Fastest way to recreate the ArrayList in a for loop

Question

In Java, using the following function for a huge matrix X to print its column-distinct elements:

// create the list of distinct values
List<Integer> values = new ArrayList<Integer>();

// X is n * m int[][] matrix
for (int j = 0, x; j < m; j++) {
    values.clear();
    for (int i = 0; i < n; i++) {
        x = X[i][j];
        if (values.contains(x)) continue;
        System.out.println(x);
        values.add(x);
    }
}

First I iterate by columns (index j) and inside by rows (index i).

This function will be called millions of times for different matrices, so the code should be optimized to meet the performance requirements. I'm wondering about the values array. Would it be faster to use values = new ArrayList<Integer>(); or values = null instead of values.clear() ?

Answer 1

What would be much more efficient would be to use a Set instead of a list, for example the HashSet implementation. The contains method will run in O(1) instead of O(n) with a list. And you could save one call by only calling the add method.

As for your specific question, I would just create a new Set at each loop - object creation is not that expensive, probably less than clearing the set (as confirmed by the benchmark at the bottom - see the most efficient version in EDIT 2):

for (int j = 0, x; j < m; j++) {
    Set<Integer> values = new HashSet<Integer>();
    for (int i = 0; i < n; i++) {
        x = X[i][j];
        if (!values.add(x)) continue; //value.add returns true if the element was NOT in the set before
        System.out.println(x);
    }
}

However, the only way to know which is quicker (new object vs. clear) is to profile that portion of your code and check the performance of both versions.

EDIT

I ran a quick benchmark and the clear version seems a little faster than creating a set at each loop (by about 20%). You should still check on your dataset / use case which one is better. Faster code with my dataset:

Set<Integer> values = new HashSet<Integer>();
for (int j = 0, x; j < m; j++) {
    for (int i = 0; i < n; i++) {
        x = X[i][j];
        if (!values.add(x)) continue; //value.add returns true if the element was NOT in the set before
        System.out.println(x);
    }
    values.clear();
}

EDIT 2

An actually even faster version of the code is obtained by creating a new set of the right size at each loop:

for (int j = 0, x; j < m; j++) {
    Set<Integer> values = new HashSet<Integer>(n, 1); //right size from the beginning
    for (int i = 0; i < n; i++) {
        x = X[i][j];
        if (!values.add(x)) continue; //value.add returns true if the element was NOT in the set before
        System.out.println(x);
    }
}

Summary of result

After JVM warm up + JIT:

Set<Integer> values = new HashSet<Integer>(n, 1); =====> 280 ms
values.clear();                                   =====> 380 ms
Set<Integer> values = new HashSet<Integer>();     =====> 450 ms 

Answer 2

(corrected as of 2015-09-04 to include reproducible benchmark and conclusions)

Data shown ▸
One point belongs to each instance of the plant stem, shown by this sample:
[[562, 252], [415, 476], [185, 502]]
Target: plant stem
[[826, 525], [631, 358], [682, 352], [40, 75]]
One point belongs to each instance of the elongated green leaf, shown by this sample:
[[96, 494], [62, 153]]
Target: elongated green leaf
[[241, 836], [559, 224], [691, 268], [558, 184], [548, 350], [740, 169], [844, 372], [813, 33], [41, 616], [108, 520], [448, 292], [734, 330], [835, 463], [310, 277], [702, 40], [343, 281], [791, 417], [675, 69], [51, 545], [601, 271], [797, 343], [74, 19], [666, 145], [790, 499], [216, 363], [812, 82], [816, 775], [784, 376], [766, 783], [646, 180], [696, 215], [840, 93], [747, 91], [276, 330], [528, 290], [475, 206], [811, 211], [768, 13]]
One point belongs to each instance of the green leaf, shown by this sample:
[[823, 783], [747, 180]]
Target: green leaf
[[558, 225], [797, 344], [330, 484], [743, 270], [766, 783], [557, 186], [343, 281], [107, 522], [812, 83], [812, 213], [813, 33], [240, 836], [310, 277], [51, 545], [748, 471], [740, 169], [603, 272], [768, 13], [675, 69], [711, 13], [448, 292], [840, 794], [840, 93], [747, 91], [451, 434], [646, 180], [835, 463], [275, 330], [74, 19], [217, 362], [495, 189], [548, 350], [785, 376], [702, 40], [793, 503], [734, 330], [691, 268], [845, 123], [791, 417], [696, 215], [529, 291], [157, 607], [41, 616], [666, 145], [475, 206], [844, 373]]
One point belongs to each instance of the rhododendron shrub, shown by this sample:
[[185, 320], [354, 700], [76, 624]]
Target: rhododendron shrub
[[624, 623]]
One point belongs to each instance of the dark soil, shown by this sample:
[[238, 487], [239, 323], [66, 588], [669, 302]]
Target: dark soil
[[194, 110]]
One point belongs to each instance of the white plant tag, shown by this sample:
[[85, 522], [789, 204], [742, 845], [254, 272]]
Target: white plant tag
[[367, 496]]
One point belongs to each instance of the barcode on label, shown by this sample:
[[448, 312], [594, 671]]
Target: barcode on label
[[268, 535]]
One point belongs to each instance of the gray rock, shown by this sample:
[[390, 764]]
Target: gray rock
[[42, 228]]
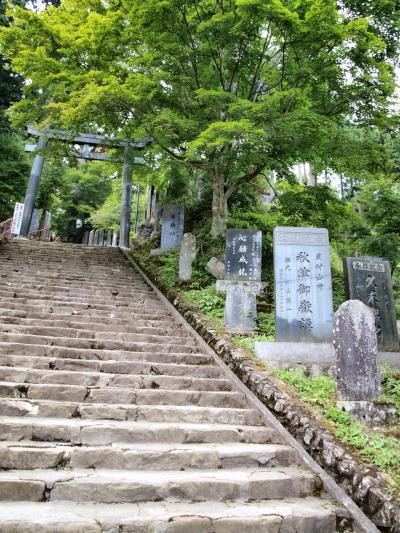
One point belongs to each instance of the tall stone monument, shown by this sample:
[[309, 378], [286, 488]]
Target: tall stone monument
[[303, 285], [355, 343], [188, 253], [172, 226], [242, 279], [368, 279]]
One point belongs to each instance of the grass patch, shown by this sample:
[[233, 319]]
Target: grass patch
[[371, 444]]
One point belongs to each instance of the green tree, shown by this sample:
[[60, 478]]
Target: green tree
[[81, 191], [227, 87]]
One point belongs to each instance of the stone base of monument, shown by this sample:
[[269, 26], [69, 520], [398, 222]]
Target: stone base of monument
[[240, 304], [369, 412]]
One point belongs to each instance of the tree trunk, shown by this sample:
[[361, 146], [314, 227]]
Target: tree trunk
[[219, 207]]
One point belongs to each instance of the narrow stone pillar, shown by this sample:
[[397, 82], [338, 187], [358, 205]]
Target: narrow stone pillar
[[31, 191], [126, 200], [188, 253], [240, 304]]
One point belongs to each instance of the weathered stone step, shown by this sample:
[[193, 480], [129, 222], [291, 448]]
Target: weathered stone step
[[149, 456], [107, 432], [126, 486], [95, 326], [22, 296], [112, 367], [115, 411], [85, 314], [104, 355], [91, 294], [102, 379], [143, 343], [305, 515], [69, 306], [120, 394], [45, 331], [19, 280]]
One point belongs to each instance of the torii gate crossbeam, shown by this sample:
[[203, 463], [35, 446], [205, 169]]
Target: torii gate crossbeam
[[85, 140]]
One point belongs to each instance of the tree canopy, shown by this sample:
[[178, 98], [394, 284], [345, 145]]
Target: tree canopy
[[228, 87]]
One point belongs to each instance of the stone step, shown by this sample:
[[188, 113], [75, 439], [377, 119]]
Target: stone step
[[45, 331], [87, 314], [141, 299], [103, 380], [105, 433], [104, 355], [142, 344], [112, 367], [117, 395], [20, 280], [90, 294], [148, 456], [297, 515], [141, 307], [169, 328], [127, 486], [120, 411]]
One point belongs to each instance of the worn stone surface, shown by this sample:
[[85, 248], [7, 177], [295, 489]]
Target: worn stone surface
[[106, 399], [303, 285], [172, 226], [186, 257], [216, 267], [368, 279], [377, 503], [355, 342]]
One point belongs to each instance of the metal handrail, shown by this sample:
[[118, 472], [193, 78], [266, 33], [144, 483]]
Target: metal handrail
[[5, 230]]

Written problem 1 ▸ Retype the rows from the line containing "One point belongs to each instance of the green leaf, shown" through the line containing "Target: green leaf".
Written problem 2 ▸ Continue the Java thread about recreating the ArrayList in a loop from its final line.
These rows are unrelated to the Java thread.

Exercise result 1 ▸
One point belongs to each instance of the green leaf, shown by this sample:
[[823, 783], [747, 180]]
Target: green leaf

Exercise result 2 ▸
• Of course values.clear() is faster than creating a new object (just sets the last item index at zero). Almost certainly a values.clear() would be faster than creating a new object. In the case of the ArrayList you used initially, it would just set set the insertion index to zero.

• As I commented at P.D.#1 BitSet might be a fastest approach for this case where the elements are integers (assuming the range of values is not too broad. However that might not be useful for any other type of elements.

• Also as said by as i coincided with Assylias answer, HashSet is a better choice than ArrayList (assuming hashCode() gives a decent distribution which doesn't lead us to a O(N) performance).

  In this HashSet case, intuition would also suggest that clear() (which basically sets the HashSet#table array of "pigeon holes" to null) would be faster than building a brand new collection (which in any case requires that same table to be initialized/resseted to zeros). But in this particular case things happen the other way round. Assylias published his results. Unfortunately I have had to code my bechmark myself in order to find out how could this happen. I go over this issue in P.D.#3

  Anyway the main thing about this is that since creating a brand new HashSet for every iteration has not a substantial penalty, it makes sense to do so (since it is simpler), unless we must take bigger care about performance and resources.

• Another issue about performance will be I/O. That System.out.println()in the sample code probably does a flush() for every line, which automatically will shift the bottleneck into the console/stdout. A workaround might be adding to a StringBuffer. Unless there is a reader process waiting avidly for that output, it might make sense to delay the write until the end of the loop.

This would be my try:

Set<Integer> values = new HashSet<Integer>();
// (PD 1) Or new BitSet(max_x - min_x + 1);
// (PD 2) Or new HashSet((int)Math.ceil(n/0.75));
StringBuffer sb = new StringBuffer(); // appends row values for printing together.

for (int j = 0, x; j < m; j++) {
    values.clear();
    sb.setLength(0);
    for (int i = 0; i < n; i++) {
         x = X[i][j];
         if (! values.contains(x)){
             sb.append(x+"\n");
             values.add(x);
         }
    }
    System.out.print(sb);
}

---

P.D.1. Also if you might consider using BitSet. It has a O(1) access performance(even in worst case, as there are no collisions). It will be best fit for integers with a range starting with 0 (otherwise it might require translation) and a population of actual values dense enough within the possible distribution.

• For example if you checking the occurrence of Unicode codepoints you will need a 139,264 bytes long array (17 (planes) * 2¹⁶ (codepoints/plane) / 8), where maybe you are using just 40 different characters in a 100 character-long text message, that might be an overkill. But if you were restricted to the 256 possible values within ISO-Latin-1. (8 bytes bitset), that would be actually be a perfect fit.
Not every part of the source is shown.